**Prompt 1**
Answer these from the Dawn Wall climb text:
(a) How many days did Kevin and Tommy spend making the first free climb?
(b) At what age was Kevin an International Champion?
(c) In what year did Kevin join Tommy on the Dawn Wall project?
**Prompt 2**
Using the Dawn Wall climb text, explain in one to three sentences what drives Kevin upwards, given that climbing doesn't run in his family.
**Prompt 3**
Write what comes next in the text about the Dawn Wall climbers, continuing from its last sentence.

Start of Page text

Professional climbers Kevin Jorgeson and Tommy Caldwell recently inspired the world by completing world’s most difficult free climb – The Dawn Wall – on El Capitan in Yosemite National Park. After 7 years of preparation, planning, and training, Kevin and Tommy spent 19 days making the first free climb of the 3,000 foot vertical granite monolith.
Kevin has been climbing since he was born, but it doesn’t run in the family. Rather, it’s his passion for being in the outdoors mixed with a child-like curiosity for human limits that drives Kevin upwards. Kevin grew up spending time in the outdoors with his dad, hiking, white water rafting, ﬁshing, hunting, and camping. At age 10, he discovered the sport of rock climbing and never looked back. By age 17, he was an International Champion and by age 25 was considered one of the strongest climbers in the world. Kevin joined Tommy on the Dawn Wall project in 2009 and 7 years later, finally succeeded.

End of Page text
Start of Stored data

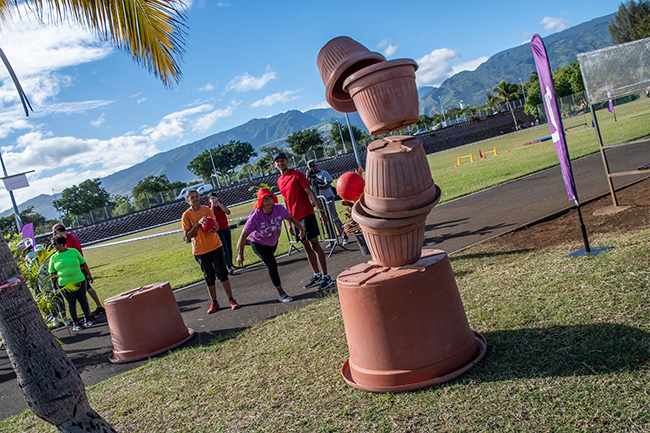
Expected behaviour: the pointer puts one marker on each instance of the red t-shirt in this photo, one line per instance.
(292, 187)
(220, 215)
(71, 241)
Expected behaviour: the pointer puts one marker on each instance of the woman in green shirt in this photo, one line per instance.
(71, 271)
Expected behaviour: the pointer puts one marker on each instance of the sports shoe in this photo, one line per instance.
(325, 282)
(315, 280)
(214, 306)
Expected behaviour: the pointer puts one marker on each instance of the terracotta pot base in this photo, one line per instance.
(405, 326)
(402, 377)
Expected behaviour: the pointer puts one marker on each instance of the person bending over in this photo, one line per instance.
(263, 227)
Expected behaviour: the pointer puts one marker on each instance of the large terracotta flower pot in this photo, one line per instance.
(406, 327)
(338, 59)
(398, 177)
(144, 322)
(385, 95)
(392, 242)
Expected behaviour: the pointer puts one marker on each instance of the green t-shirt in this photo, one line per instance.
(67, 265)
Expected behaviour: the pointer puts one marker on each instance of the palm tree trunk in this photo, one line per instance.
(49, 381)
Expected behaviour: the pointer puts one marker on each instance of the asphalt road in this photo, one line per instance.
(451, 226)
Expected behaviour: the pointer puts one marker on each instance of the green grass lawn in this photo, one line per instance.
(568, 351)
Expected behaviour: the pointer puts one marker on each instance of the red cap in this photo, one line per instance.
(264, 192)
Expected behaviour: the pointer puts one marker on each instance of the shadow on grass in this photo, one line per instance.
(431, 241)
(561, 351)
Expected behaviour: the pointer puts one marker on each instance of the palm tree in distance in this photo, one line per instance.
(152, 31)
(506, 92)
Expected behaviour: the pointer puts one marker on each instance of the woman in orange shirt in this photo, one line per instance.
(207, 248)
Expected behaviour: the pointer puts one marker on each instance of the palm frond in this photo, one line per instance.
(152, 31)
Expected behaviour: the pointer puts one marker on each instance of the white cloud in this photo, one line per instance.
(207, 121)
(98, 122)
(321, 104)
(469, 66)
(435, 67)
(246, 82)
(289, 95)
(388, 48)
(554, 24)
(440, 64)
(37, 50)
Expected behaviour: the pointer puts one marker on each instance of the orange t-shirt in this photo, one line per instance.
(203, 242)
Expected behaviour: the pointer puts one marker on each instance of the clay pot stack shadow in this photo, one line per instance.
(404, 320)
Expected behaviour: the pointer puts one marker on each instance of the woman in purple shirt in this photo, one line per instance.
(263, 229)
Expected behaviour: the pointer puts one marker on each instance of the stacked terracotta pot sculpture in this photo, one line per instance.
(404, 320)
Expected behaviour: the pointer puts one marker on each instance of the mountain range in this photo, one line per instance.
(467, 86)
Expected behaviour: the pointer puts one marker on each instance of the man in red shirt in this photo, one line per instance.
(73, 242)
(297, 193)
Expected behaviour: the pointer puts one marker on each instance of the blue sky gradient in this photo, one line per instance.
(97, 112)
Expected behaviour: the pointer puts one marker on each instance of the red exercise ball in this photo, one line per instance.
(350, 186)
(208, 224)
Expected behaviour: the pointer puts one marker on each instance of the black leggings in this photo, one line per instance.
(77, 295)
(267, 254)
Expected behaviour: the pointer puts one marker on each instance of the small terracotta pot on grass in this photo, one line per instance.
(144, 322)
(385, 95)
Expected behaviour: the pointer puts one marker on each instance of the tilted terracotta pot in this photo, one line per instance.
(338, 59)
(385, 95)
(406, 327)
(144, 322)
(392, 242)
(398, 177)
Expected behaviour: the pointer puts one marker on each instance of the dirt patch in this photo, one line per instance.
(599, 217)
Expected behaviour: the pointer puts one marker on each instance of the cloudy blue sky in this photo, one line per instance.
(97, 112)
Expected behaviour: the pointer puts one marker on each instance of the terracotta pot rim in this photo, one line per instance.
(402, 214)
(115, 360)
(336, 96)
(361, 217)
(482, 348)
(372, 69)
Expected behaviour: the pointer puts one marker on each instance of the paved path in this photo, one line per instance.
(451, 226)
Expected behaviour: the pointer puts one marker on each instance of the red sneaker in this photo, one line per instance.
(214, 306)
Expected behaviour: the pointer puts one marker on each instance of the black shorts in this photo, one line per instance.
(213, 265)
(310, 224)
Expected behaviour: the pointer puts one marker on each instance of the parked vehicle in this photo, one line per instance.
(201, 188)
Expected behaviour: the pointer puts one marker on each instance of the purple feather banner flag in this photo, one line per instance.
(553, 114)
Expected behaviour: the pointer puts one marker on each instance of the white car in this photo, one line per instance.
(201, 188)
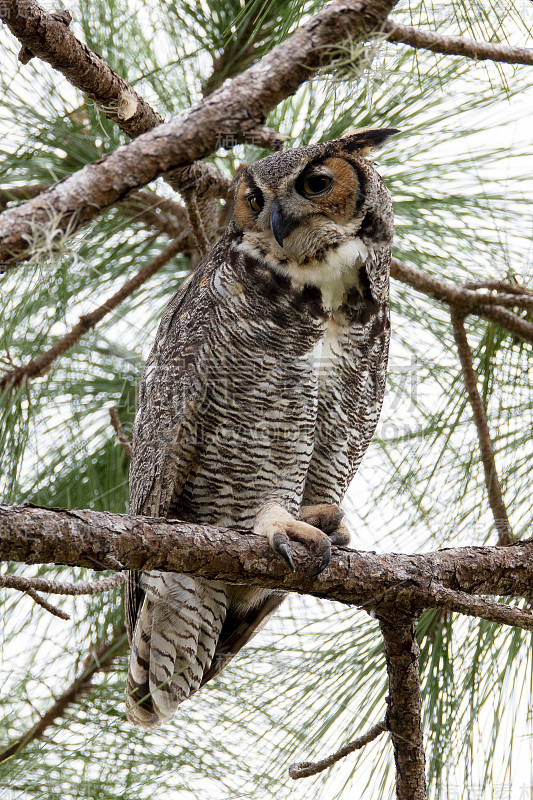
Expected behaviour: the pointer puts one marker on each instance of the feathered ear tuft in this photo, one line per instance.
(365, 141)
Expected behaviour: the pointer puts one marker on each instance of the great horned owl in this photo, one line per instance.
(259, 399)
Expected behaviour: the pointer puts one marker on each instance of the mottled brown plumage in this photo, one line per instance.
(259, 399)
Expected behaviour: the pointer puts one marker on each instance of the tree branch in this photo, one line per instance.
(119, 430)
(239, 107)
(304, 769)
(99, 659)
(36, 535)
(51, 40)
(465, 300)
(456, 45)
(404, 719)
(23, 584)
(496, 502)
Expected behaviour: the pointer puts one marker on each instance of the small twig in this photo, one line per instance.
(24, 584)
(496, 502)
(197, 226)
(404, 718)
(304, 769)
(506, 319)
(99, 658)
(462, 298)
(457, 45)
(119, 430)
(40, 365)
(57, 612)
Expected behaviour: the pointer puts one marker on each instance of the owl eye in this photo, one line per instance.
(256, 202)
(315, 184)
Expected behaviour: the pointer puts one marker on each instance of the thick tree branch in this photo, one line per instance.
(404, 719)
(496, 502)
(240, 107)
(40, 365)
(51, 40)
(457, 45)
(100, 540)
(99, 659)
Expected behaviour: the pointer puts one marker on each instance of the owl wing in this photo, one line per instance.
(153, 457)
(238, 630)
(173, 621)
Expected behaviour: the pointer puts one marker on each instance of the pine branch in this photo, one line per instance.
(305, 769)
(469, 301)
(99, 659)
(404, 719)
(23, 584)
(51, 40)
(36, 535)
(238, 108)
(40, 365)
(456, 45)
(496, 502)
(119, 430)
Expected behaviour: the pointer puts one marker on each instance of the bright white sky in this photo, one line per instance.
(493, 123)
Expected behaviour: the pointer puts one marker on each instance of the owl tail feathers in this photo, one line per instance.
(173, 644)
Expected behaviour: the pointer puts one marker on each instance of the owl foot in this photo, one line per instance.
(274, 522)
(327, 518)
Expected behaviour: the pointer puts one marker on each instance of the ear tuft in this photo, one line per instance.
(365, 141)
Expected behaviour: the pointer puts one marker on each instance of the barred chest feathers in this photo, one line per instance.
(259, 399)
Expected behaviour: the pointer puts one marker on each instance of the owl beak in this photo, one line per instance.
(280, 225)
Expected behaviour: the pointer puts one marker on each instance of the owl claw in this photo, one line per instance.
(280, 544)
(326, 558)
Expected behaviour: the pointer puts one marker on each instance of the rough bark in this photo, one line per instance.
(50, 39)
(238, 108)
(100, 540)
(404, 720)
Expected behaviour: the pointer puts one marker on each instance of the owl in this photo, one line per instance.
(258, 400)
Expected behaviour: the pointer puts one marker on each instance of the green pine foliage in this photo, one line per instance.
(315, 677)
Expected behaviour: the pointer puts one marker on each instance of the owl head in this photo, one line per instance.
(296, 206)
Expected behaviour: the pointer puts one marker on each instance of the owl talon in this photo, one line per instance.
(326, 558)
(324, 516)
(280, 544)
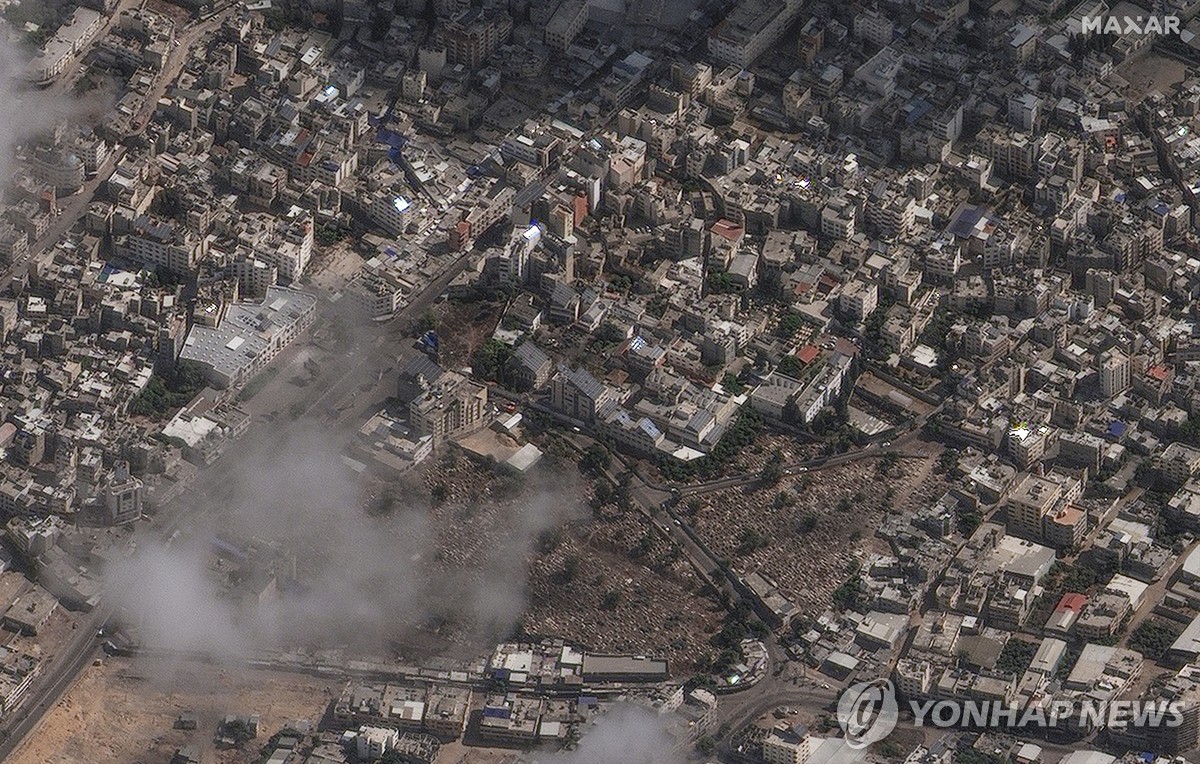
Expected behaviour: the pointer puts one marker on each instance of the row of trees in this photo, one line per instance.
(166, 393)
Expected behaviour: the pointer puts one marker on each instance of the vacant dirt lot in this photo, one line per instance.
(807, 531)
(125, 710)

End of Stored data

**Exercise result 1**
(a) 19 days
(b) Age 17
(c) 2009

**Exercise result 2**
Kevin's drive comes from his passion for being in the outdoors, mixed with a child-like curiosity about human limits.

**Exercise result 3**
Tommy rose to the top of the competition circuit quickly and started establishing the hardest roped climbs in the United States as a teenager. On an expedition to southwest Kyrgyzstan in 2000 Tommy and three other climbers were taken hostage. For six days they survived on no food and little water and eventually escaped when Tommy pushed their remaining captor off of a cliff and they ran 10 miles to a military outpost. Just one year after his hostage epic Tommy had a home remodeling accident and cut off his index finger with a table saw. This only increased his resolve and Tommy soon became the world’s most proficient big wall free climber.
Kevin and Tommy have been featured in the New York Times, TIME and National Geographic and on The Today Show, Ellen, ESPN and CNN.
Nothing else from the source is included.